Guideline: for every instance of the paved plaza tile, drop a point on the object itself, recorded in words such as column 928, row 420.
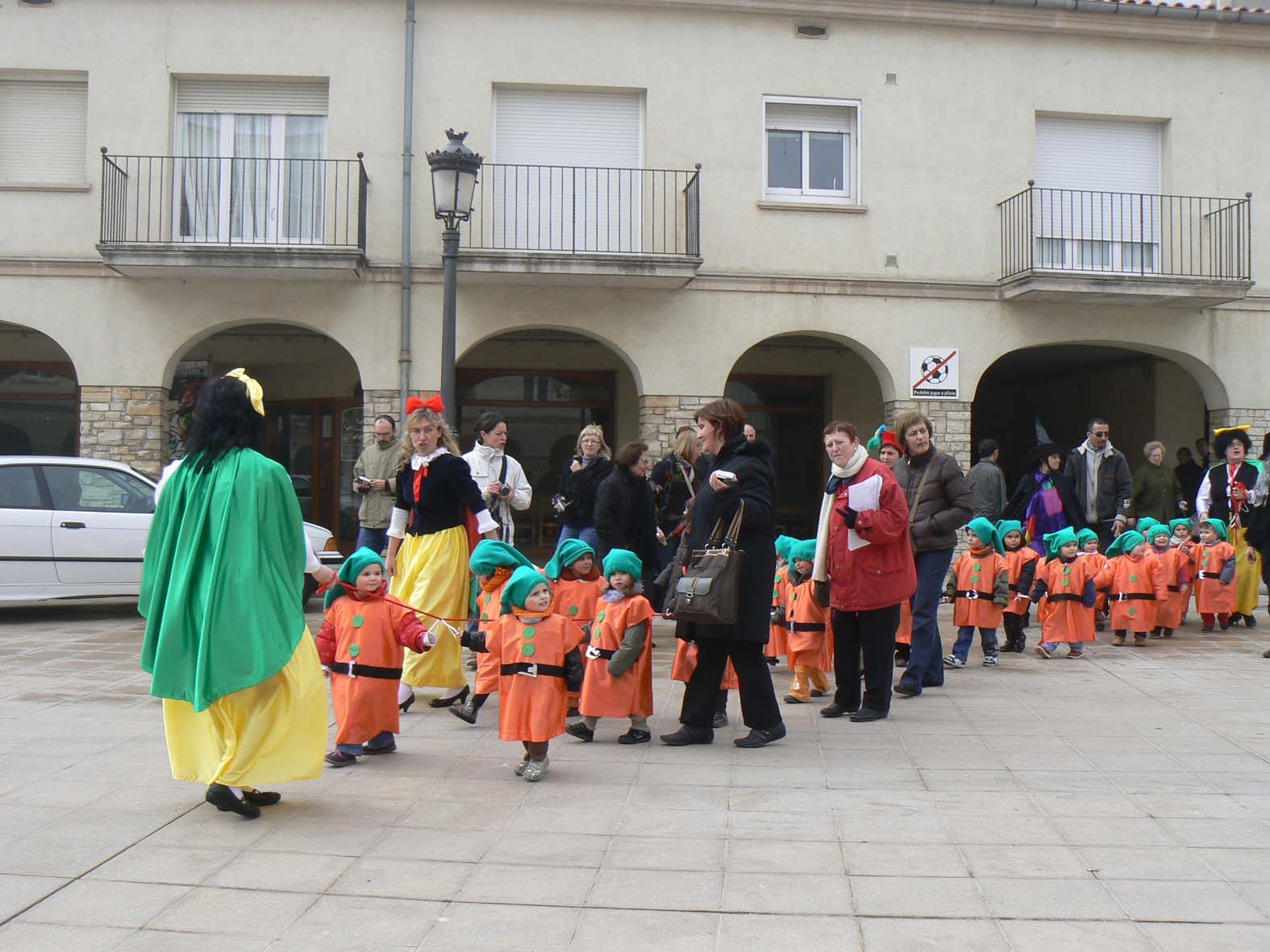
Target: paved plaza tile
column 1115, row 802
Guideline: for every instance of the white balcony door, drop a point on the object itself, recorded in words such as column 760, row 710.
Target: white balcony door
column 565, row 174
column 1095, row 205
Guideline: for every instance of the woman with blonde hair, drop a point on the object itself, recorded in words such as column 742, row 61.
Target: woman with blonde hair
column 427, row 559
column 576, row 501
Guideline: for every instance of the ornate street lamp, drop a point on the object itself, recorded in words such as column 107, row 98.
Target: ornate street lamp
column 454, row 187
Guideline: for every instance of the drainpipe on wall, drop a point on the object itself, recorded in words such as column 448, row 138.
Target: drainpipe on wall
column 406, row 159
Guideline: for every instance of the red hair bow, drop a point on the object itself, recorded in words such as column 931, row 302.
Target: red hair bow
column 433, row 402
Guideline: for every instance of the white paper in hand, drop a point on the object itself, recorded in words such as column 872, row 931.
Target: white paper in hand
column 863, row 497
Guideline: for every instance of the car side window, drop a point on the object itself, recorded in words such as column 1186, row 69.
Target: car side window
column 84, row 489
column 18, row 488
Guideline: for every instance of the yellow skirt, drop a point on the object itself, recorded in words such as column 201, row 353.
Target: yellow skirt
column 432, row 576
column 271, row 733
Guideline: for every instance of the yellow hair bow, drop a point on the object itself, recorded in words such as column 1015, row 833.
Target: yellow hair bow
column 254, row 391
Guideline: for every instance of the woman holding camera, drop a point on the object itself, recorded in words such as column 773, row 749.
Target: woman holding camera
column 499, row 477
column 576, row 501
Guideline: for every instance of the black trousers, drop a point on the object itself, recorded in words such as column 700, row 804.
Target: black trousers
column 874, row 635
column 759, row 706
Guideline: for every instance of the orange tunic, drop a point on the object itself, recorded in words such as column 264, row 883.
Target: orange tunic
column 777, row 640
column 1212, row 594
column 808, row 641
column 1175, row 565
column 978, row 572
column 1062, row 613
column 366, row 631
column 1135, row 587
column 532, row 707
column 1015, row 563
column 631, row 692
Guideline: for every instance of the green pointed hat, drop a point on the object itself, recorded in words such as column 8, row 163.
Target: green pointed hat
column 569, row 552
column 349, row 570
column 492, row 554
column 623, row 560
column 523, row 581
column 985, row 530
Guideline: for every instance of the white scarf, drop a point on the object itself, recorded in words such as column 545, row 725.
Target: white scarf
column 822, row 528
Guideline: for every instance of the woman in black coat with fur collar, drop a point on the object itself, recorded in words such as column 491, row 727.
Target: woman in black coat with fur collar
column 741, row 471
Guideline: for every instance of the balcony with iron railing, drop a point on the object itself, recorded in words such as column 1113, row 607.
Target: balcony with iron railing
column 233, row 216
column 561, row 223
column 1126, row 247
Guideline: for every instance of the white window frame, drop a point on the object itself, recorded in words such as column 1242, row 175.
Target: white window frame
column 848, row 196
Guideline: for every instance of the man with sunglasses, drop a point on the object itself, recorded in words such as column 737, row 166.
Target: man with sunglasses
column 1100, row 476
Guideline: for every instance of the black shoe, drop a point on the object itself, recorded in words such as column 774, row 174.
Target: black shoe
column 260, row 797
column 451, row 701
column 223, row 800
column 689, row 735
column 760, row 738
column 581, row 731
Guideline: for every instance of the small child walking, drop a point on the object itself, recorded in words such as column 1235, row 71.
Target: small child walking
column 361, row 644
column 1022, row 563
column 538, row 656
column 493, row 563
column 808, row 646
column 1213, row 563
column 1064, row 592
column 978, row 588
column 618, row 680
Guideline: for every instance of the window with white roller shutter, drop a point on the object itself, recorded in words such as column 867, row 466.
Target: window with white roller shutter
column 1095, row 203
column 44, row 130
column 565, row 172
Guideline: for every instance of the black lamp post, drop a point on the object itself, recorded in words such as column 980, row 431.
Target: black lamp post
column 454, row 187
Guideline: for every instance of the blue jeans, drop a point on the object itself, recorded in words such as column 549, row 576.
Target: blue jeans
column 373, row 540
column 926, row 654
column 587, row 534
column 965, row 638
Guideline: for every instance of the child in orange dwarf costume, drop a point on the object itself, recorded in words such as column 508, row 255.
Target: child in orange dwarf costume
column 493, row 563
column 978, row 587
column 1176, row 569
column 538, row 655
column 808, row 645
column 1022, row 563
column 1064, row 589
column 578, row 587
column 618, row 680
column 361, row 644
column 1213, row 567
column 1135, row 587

_ _ _

TASK STATEMENT =>
Type out each line of the records above exactly, skipping any pictures.

EXERCISE ANSWER =>
Guideline: for every instance of the paved plaza tile, drop a point on the object itself, recorded in words such as column 928, row 420.
Target: paved plaza tile
column 1115, row 802
Guideline: for every instance of the white balcony door, drop a point on the object itself, recorded in words such as column 760, row 710.
Target: white balcony door
column 565, row 174
column 1095, row 205
Guideline: for every instance of the woman with blonde hair, drop a point on the object itself, recorded in words such as column 742, row 61.
Target: woman with blonde hair
column 427, row 559
column 576, row 501
Guideline: for every instance of the ornate street lamp, drop a point on the object itself, recorded in words such as column 107, row 98.
Target: ornate street lamp
column 454, row 187
Guideline: for every instance of the drainpipe on wall, drop a point on the object itself, recorded in words such as column 448, row 138.
Target: drainpipe on wall
column 406, row 159
Guideline: for every instance of the red hair bow, drop a point on the object itself, recorded in words such as column 931, row 302.
Target: red hair bow
column 433, row 402
Guideline: for every instance of the white paper in hand, drop a point on the object itself, recorded in words such as column 872, row 931.
Target: white paper in hand
column 863, row 497
Guideline: for every instance of the car side window, drop a point on the object itself, recorded in words such as column 1186, row 69.
Target: car side window
column 84, row 489
column 18, row 488
Guideline: for every instance of the yellow skirt, drop a point on the object itself, recorded in words such as column 201, row 353.
Target: yellow skirt
column 432, row 576
column 271, row 733
Guideline: for every instance of the yellow hair bow, drop a point on the object itself, recorded in words such as column 1015, row 833.
Target: yellow hair bow
column 254, row 391
Guideline: for every instance of the woman holding camera, drop a point on the object itself, recorded in words such as column 773, row 749.
Target: woman holding camera
column 499, row 477
column 576, row 501
Guideline: for every instance of the black trousers, drop a point on the object itself, recorded in words such as column 700, row 804.
Target: black trousers
column 874, row 635
column 759, row 706
Guideline: for every instance of the orange tunic, drop a point on the object itself, recorded in words such as column 264, row 883.
Target: orange tunic
column 777, row 640
column 1212, row 594
column 808, row 641
column 1175, row 565
column 978, row 572
column 1062, row 613
column 366, row 631
column 1135, row 587
column 532, row 707
column 1015, row 563
column 631, row 692
Guideline: for every instance of the green pointed hat, drop a point on the object itself, recorded in words such as column 8, row 163.
Target: green pointed hat
column 569, row 552
column 349, row 570
column 492, row 554
column 623, row 560
column 523, row 581
column 985, row 530
Guideline: for every instance of the white scarf, drop a point on the object itself, recorded in words such as column 545, row 725.
Target: white scarf
column 822, row 528
Guideline: for every instance of the woman in black coat with fur collar, drop a point on the object itself, recorded in words such as column 491, row 727.
Target: woman in black coat with fur collar
column 741, row 471
Guideline: for every instance of the balcony with iron railing, drop a point on the object itself, recorded in words such as column 1113, row 607.
Target: balcony with iron railing
column 233, row 216
column 561, row 223
column 1126, row 247
Guideline: for every instance of the white window frame, drop a point on the object itself, recorded in words such as column 1242, row 175.
Target: white window frame
column 848, row 196
Guideline: for every instance of the man with sunglasses, drop a point on the object itself, recorded in words such as column 737, row 166.
Target: man with sunglasses
column 1100, row 476
Guideline: for every instance of the black shoe, drop a point on the object itself, recorded in words such as column 774, row 174.
Target: black shoe
column 260, row 797
column 451, row 701
column 223, row 800
column 689, row 735
column 760, row 738
column 581, row 731
Guideline: for every instance of the small child walking, drop a point on the object itself, recorded in words such as column 1235, row 71.
Target: small child walking
column 361, row 644
column 1022, row 563
column 538, row 656
column 493, row 563
column 808, row 646
column 1213, row 563
column 1064, row 592
column 978, row 588
column 618, row 680
Guideline: for every instance of the window with white roller shutter, drop a point on the object itself, recorded in words such as column 867, row 466.
Target: window with white roller shutter
column 1095, row 203
column 44, row 130
column 565, row 172
Guideline: for every instance of the black lamp post, drop a point on the object itself, recorded in words such as column 980, row 431.
Target: black lamp post
column 454, row 187
Guideline: for every instance of the blue jeans, drop a point on the object itself, recorded in words such as column 549, row 576.
Target: blue jeans
column 373, row 540
column 926, row 654
column 587, row 534
column 965, row 638
Guideline: for every instance of the child in orange dwarf costume, drop a point on the object itself, recorded in words such as column 508, row 255.
Target: child in orange dwarf costume
column 493, row 563
column 978, row 587
column 1176, row 569
column 538, row 655
column 808, row 645
column 1022, row 563
column 1064, row 589
column 578, row 587
column 618, row 680
column 361, row 644
column 1213, row 567
column 1135, row 587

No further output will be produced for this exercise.